[start]

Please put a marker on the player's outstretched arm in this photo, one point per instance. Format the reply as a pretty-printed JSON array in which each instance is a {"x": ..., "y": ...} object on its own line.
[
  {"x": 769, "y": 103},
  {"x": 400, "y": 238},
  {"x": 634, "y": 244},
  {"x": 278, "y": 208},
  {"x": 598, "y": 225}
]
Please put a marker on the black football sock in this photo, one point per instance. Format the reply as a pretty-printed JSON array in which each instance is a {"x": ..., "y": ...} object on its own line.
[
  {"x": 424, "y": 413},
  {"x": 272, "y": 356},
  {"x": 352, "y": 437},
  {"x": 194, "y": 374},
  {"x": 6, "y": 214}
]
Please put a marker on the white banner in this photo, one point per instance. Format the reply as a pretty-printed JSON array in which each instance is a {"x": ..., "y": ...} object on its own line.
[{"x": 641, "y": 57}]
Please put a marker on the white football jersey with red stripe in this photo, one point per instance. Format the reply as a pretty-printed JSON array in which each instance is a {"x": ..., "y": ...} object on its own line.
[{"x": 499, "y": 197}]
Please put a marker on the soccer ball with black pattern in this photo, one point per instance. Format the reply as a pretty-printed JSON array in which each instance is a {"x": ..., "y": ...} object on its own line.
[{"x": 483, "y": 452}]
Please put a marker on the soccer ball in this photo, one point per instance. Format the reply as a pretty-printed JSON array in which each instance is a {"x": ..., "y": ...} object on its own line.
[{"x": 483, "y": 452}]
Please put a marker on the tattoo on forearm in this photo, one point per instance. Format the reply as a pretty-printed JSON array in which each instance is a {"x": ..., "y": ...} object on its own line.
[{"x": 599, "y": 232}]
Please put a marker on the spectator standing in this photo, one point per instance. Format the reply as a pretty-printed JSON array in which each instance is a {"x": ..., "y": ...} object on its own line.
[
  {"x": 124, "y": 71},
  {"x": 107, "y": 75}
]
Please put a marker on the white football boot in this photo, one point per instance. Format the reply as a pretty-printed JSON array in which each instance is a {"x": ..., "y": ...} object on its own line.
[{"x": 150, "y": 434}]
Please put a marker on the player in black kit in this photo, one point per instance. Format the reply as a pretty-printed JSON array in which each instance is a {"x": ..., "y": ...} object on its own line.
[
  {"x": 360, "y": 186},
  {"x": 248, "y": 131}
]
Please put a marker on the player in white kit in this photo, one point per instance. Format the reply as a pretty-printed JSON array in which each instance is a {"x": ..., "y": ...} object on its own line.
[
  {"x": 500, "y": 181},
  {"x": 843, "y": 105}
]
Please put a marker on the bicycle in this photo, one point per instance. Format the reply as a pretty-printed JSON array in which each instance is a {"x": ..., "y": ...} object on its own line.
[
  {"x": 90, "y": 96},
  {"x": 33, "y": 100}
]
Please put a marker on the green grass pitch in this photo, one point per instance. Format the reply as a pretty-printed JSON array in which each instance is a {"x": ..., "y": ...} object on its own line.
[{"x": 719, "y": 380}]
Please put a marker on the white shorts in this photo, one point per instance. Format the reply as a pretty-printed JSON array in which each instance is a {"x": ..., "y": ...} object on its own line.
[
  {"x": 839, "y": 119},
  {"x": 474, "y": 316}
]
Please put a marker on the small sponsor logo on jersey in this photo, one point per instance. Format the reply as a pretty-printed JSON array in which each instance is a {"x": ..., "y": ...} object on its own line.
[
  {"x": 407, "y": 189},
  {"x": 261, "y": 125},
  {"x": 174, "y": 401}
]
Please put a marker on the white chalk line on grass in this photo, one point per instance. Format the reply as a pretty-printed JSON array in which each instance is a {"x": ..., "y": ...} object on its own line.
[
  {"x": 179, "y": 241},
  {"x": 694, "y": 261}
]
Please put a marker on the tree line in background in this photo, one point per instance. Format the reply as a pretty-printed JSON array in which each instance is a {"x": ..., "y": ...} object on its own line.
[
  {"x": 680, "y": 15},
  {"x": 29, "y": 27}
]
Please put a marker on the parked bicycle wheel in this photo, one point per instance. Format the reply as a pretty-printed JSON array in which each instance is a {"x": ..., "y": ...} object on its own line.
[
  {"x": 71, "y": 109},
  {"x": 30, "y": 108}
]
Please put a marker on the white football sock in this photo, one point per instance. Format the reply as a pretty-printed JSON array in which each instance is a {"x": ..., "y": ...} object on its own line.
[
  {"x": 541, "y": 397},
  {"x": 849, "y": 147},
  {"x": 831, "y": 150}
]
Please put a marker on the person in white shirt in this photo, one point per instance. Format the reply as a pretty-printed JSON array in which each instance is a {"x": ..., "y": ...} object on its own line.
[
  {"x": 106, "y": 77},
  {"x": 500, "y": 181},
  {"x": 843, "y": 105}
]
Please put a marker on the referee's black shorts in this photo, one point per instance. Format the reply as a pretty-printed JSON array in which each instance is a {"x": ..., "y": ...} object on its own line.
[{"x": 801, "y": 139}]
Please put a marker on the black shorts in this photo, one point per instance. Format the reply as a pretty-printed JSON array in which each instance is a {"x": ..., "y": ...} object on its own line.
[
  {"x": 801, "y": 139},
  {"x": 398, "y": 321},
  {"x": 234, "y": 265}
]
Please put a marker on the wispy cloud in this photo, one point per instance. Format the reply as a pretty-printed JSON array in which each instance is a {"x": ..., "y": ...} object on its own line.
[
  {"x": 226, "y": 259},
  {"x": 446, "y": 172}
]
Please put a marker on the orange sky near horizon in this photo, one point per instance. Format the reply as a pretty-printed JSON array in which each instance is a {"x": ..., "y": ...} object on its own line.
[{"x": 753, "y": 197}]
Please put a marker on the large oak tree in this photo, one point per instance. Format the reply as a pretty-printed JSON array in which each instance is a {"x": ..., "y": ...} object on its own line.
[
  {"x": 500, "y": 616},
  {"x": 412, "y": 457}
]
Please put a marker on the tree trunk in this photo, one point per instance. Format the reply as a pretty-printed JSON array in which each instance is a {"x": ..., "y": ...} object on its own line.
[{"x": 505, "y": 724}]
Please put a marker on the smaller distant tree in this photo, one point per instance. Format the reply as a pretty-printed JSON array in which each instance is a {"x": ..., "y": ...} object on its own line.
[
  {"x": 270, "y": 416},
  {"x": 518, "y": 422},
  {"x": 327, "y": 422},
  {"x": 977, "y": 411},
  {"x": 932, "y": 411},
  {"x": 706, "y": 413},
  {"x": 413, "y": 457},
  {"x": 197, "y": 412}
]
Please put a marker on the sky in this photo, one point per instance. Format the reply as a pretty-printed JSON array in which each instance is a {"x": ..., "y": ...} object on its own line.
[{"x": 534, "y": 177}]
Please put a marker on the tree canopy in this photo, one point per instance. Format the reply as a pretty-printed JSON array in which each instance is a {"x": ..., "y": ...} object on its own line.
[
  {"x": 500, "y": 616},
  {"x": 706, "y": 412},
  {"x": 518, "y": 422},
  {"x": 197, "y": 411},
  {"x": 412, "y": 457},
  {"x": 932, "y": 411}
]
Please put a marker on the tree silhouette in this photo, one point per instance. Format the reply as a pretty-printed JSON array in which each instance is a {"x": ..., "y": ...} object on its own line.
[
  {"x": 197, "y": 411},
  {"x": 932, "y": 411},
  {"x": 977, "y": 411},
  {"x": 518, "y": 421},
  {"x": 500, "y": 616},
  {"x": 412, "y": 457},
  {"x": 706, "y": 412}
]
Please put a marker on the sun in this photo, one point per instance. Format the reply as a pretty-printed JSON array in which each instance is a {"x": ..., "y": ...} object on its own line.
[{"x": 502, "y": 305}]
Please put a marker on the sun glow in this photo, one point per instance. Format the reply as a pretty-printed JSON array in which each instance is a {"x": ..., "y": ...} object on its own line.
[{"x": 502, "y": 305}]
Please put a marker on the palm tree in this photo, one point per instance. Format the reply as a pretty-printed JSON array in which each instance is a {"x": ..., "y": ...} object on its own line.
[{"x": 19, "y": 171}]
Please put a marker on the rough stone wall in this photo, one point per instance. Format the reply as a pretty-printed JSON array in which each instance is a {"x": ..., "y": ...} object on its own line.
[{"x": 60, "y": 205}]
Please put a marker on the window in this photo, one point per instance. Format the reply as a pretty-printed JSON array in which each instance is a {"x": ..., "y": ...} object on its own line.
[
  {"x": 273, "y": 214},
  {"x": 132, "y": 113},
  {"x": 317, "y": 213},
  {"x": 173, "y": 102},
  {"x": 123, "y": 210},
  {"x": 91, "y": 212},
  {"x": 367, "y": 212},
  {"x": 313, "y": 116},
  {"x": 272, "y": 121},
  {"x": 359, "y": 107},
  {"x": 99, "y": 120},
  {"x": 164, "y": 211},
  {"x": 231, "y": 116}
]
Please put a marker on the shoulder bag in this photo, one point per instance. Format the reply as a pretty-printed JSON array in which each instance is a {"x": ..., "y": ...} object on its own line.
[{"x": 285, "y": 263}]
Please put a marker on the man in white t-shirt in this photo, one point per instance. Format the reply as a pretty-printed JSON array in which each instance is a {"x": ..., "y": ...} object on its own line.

[end]

Copy word for word everything from the line containing "Please put a marker on the shoulder" up to and including the last line of the records.

Please put a marker on the shoulder bag in this photo, one point per instance. Format the reply as a pretty-printed JSON array in which each instance is a {"x": ..., "y": ...} object on its own line.
[{"x": 285, "y": 263}]
Please put a marker on the man in white t-shirt in this photo, one point per instance. Format the reply as a pretty-printed JSON array in which each instance is a {"x": ..., "y": ...} object on its own line.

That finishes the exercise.